### TASK DESCRIPTION:
Express the records in the stretch from the line containing "198, row 98." through the line containing "column 127, row 115" as a two-column CSV with the columns instruction and points. Give one row per record, and put each field in quotation marks with its line breaks replaced by spaces.

Stored records from a collection:
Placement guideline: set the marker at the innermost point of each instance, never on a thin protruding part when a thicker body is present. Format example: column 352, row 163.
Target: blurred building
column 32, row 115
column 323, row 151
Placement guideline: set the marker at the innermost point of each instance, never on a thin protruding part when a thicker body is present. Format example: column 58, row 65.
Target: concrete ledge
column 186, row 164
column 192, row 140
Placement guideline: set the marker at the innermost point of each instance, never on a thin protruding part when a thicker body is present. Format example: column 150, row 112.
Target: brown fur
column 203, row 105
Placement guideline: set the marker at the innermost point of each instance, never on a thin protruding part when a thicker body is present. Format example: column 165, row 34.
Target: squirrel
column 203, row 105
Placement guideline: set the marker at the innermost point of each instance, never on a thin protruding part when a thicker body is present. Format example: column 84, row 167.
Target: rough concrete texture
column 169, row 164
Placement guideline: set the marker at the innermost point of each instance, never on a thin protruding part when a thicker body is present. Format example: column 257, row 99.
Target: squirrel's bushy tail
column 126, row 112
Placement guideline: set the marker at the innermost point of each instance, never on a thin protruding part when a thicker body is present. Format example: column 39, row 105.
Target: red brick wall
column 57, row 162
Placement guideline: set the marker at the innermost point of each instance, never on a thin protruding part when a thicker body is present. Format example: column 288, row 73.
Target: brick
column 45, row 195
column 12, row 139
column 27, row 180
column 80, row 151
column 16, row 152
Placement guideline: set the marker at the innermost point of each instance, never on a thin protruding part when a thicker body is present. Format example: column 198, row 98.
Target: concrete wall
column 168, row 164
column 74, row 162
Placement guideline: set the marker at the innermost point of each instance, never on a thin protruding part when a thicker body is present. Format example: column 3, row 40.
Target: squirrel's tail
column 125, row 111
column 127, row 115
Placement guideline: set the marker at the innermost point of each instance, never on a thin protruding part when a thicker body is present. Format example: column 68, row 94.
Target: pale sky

### RESULT:
instruction,points
"Placement guideline: set the marker at the innermost point of each instance, never on a thin protruding part when a thicker body is present. Format example: column 198, row 98. Target: concrete wall","column 168, row 164 column 74, row 162"
"Placement guideline: set the marker at the innermost point of each instance, never on a thin protruding part when a thicker body is present. Format example: column 3, row 40. Target: squirrel's tail","column 125, row 111 column 127, row 115"